===== LEESTEKST
LIBRI DI MARE - 4 december 2003

Wormgaten en parallelle universa maken wellicht tijdreizen mogelijk

Tijdreismachine bestaat alleen op kosmische schaal

Onlangs kwam de verfilming uit van Michael Crighton’s bestseller Time-line. (De première in de V.S. was op 26 november.) Het verhaal van Timeline is de inverse van Jurassic Park, een eerdere roman van Crighton. In plaats van dat het verleden (dinosaurussen) naar ons toekomt, reizen de hoofdpersonen van Timeline áf naar het verleden (de Franse middeleeuwen). Voor zijn tijdmachine doet Crighton een beroep op exotica van de theoretische natuurkunde: parallelle universa, wormgaten en kosmische snaren. Veel verder dan jargon komt hij niet, en daar zit de gemiddelde lezer (of bioscoopganger) waarschijnlijk ook niet op te wachten.
==========
*OPDRACHT A:* Geef bij elke uitspraak aan of die overeenkomt met de leestekst: antwoord met ja of nee en citeer letterlijk de woorden uit de tekst die de doorslag geven. (i) De première van de film Timeline in de V.S. was op 26 november. (ii) In Timeline reizen de hoofdpersonen naar de Franse middeleeuwen. (iii) Crighton geeft een uitgebreide natuurkundige uitleg van zijn tijdmachine.
*OPDRACHT B:* Schrijf het deel van de leestekst over dat begint bij de woorden met "LIBRI DI MARE" en eindigt met "op te wachten.".
===== RUWE RECORDS
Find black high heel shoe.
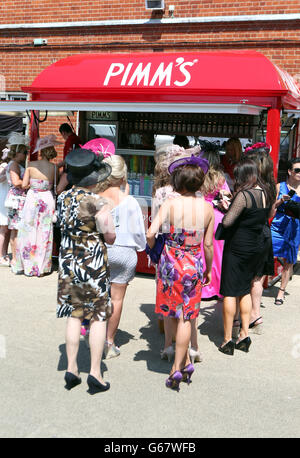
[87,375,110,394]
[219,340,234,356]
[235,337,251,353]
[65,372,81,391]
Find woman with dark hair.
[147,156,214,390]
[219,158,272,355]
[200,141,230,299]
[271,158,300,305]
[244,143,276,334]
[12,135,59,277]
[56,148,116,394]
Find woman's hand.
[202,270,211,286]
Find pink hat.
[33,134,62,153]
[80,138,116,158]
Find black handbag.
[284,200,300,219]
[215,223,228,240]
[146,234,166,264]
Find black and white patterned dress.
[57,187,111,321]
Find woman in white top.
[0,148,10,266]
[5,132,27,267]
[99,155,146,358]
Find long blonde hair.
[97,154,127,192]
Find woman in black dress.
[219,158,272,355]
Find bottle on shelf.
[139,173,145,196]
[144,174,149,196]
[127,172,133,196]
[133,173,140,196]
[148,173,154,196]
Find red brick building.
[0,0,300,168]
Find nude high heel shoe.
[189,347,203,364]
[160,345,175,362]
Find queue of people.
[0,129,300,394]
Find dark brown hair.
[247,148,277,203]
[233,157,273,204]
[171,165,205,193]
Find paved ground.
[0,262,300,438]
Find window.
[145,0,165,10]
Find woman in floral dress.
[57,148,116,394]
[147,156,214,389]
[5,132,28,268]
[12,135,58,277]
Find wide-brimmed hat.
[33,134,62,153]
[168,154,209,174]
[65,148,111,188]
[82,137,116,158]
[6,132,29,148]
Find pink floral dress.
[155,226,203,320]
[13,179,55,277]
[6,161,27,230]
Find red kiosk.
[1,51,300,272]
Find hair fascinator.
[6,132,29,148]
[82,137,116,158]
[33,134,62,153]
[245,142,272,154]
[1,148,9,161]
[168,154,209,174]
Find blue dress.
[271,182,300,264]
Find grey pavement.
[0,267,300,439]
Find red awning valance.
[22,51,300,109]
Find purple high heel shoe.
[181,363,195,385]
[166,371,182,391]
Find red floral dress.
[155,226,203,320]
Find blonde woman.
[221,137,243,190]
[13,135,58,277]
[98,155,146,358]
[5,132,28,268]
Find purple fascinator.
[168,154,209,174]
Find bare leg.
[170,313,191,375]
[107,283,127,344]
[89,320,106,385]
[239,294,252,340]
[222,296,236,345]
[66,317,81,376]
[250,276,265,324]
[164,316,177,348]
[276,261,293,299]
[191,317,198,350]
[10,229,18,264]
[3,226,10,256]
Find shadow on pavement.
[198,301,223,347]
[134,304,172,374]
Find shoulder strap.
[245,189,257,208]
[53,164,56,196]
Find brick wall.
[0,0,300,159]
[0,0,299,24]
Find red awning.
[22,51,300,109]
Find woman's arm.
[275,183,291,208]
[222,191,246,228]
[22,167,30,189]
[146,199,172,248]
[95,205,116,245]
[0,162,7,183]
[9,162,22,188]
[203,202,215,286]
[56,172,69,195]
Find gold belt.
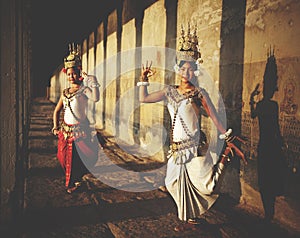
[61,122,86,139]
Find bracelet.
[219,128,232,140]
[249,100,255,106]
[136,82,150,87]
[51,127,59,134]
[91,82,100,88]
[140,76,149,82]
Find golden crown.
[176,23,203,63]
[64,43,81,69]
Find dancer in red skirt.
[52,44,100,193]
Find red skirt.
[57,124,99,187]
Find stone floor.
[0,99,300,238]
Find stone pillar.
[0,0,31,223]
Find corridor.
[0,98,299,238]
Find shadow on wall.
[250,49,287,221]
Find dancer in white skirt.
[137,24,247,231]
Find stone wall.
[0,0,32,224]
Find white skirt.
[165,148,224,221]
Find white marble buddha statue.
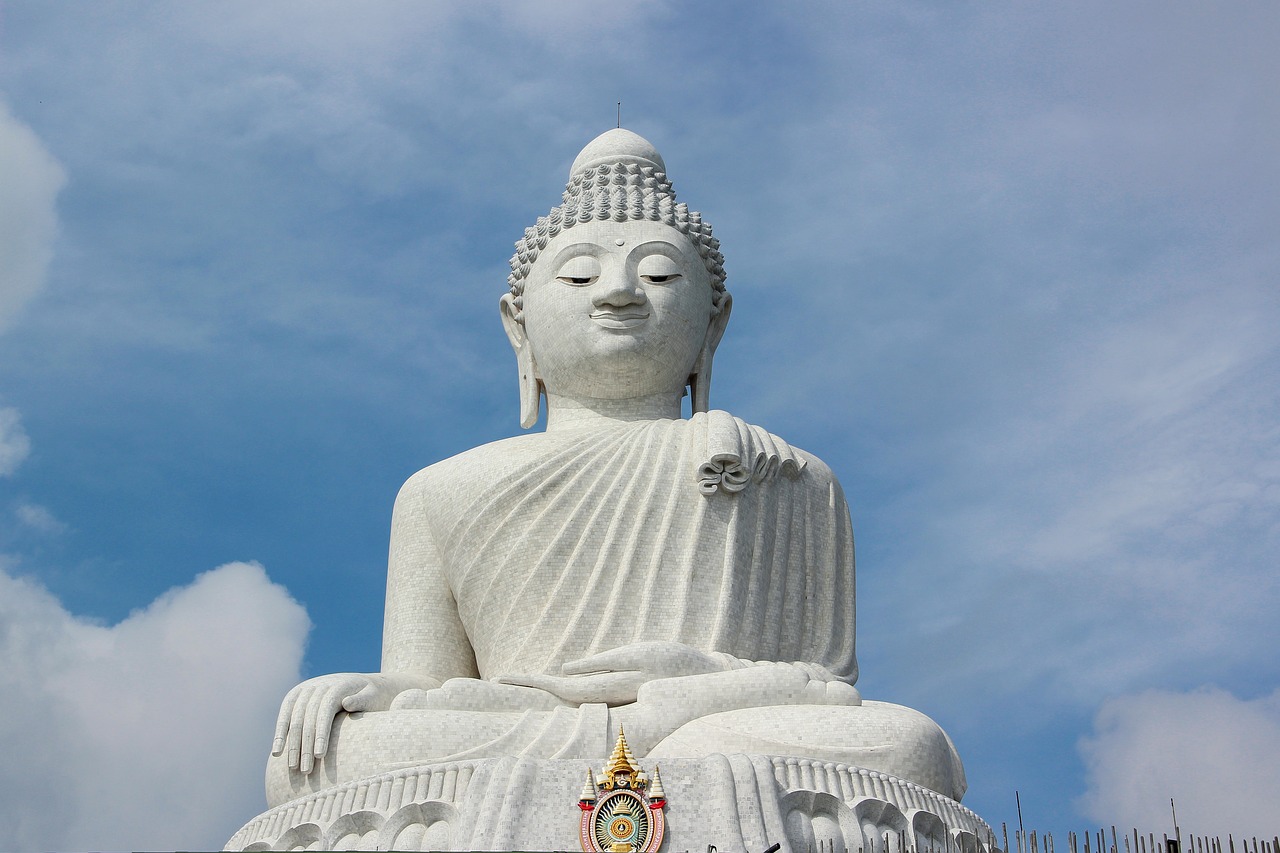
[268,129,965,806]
==========
===== RUWE RECORDS
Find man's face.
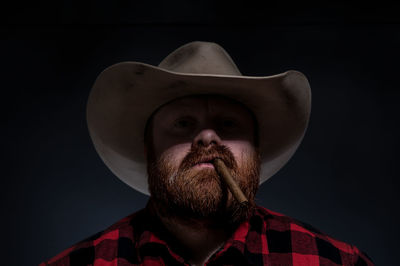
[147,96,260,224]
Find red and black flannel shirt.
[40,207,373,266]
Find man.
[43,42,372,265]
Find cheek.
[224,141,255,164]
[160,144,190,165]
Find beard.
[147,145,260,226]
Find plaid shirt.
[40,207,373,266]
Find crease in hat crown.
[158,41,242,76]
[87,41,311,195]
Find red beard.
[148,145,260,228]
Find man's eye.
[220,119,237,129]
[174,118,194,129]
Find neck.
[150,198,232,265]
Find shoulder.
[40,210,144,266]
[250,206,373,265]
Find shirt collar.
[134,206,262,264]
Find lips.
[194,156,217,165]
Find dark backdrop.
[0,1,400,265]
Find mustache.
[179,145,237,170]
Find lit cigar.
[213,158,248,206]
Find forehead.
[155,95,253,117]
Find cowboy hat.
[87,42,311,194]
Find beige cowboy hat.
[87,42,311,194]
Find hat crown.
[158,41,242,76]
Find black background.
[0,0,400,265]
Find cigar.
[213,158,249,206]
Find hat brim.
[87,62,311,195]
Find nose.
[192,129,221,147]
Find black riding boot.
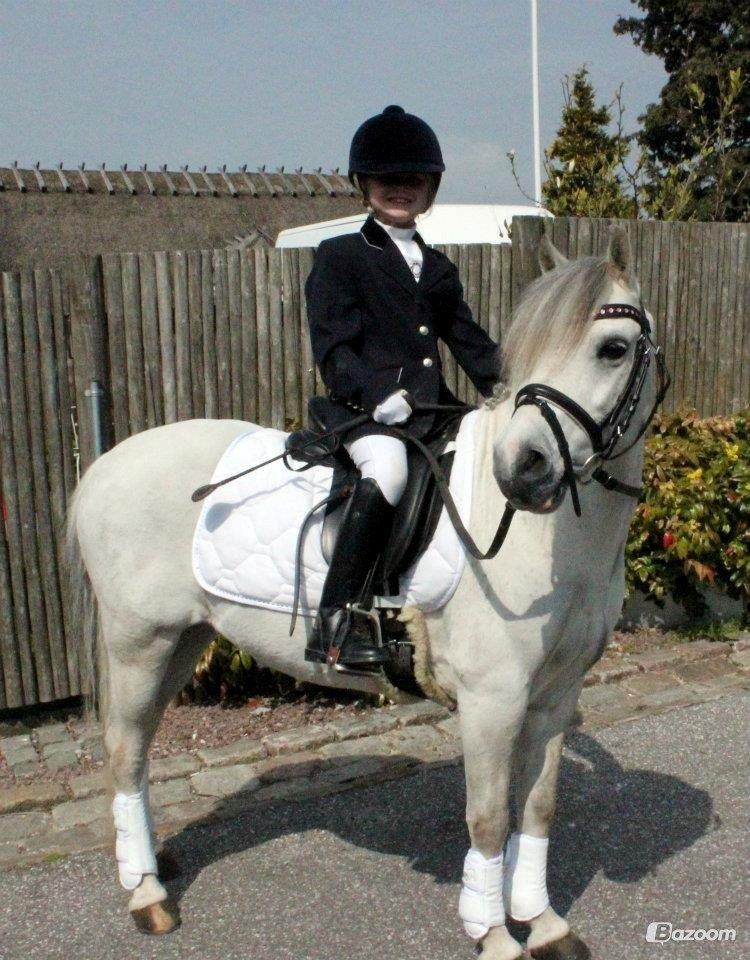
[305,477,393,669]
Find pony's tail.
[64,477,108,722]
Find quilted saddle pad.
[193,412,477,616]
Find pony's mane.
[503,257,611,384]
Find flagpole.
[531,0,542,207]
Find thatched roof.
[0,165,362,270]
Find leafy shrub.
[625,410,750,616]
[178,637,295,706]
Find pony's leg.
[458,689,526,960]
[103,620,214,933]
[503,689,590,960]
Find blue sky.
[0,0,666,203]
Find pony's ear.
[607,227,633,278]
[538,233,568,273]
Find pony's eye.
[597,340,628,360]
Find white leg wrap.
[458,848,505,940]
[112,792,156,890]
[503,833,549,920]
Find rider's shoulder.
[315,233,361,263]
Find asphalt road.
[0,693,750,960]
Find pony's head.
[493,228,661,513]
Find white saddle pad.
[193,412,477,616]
==========
===== RUWE RECORDS
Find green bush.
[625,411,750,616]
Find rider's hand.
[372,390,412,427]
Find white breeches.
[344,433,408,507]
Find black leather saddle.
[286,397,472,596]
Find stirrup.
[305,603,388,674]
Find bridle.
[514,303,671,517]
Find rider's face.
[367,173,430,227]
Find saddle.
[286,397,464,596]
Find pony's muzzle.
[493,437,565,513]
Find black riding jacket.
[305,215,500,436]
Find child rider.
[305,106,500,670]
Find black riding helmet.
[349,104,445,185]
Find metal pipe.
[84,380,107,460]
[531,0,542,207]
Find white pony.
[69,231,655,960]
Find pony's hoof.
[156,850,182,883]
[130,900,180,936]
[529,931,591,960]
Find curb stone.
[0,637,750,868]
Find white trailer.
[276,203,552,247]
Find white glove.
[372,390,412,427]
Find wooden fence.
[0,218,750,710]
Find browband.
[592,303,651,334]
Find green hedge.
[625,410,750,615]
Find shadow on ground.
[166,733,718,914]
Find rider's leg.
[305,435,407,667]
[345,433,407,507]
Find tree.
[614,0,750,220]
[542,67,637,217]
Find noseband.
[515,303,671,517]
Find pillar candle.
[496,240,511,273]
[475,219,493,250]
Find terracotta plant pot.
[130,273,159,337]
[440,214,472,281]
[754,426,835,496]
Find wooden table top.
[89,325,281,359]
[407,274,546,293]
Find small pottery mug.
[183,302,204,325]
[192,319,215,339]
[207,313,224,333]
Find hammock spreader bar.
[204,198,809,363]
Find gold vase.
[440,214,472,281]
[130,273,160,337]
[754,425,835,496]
==========
*UITWERKING A:*
(i) Ja: "De première in de V.S. was op 26 november."
(ii) Ja: "reizen de hoofdpersonen van Timeline áf naar het verleden (de Franse middeleeuwen)"
(iii) Nee: "Veel verder dan jargon komt hij niet"

*UITWERKING B:*
LIBRI DI MARE - 4 december 2003

Wormgaten en parallelle universa maken wellicht tijdreizen mogelijk

Tijdreismachine bestaat alleen op kosmische schaal

Onlangs kwam de verfilming uit van Michael Crighton’s bestseller Time-line. (De première in de V.S. was op 26 november.) Het verhaal van Timeline is de inverse van Jurassic Park, een eerdere roman van Crighton. In plaats van dat het verleden (dinosaurussen) naar ons toekomt, reizen de hoofdpersonen van Timeline áf naar het verleden (de Franse middeleeuwen). Voor zijn tijdmachine doet Crighton een beroep op exotica van de theoretische natuurkunde: parallelle universa, wormgaten en kosmische snaren. Veel verder dan jargon komt hij niet, en daar zit de gemiddelde lezer (of bioscoopganger) waarschijnlijk ook niet op te wachten.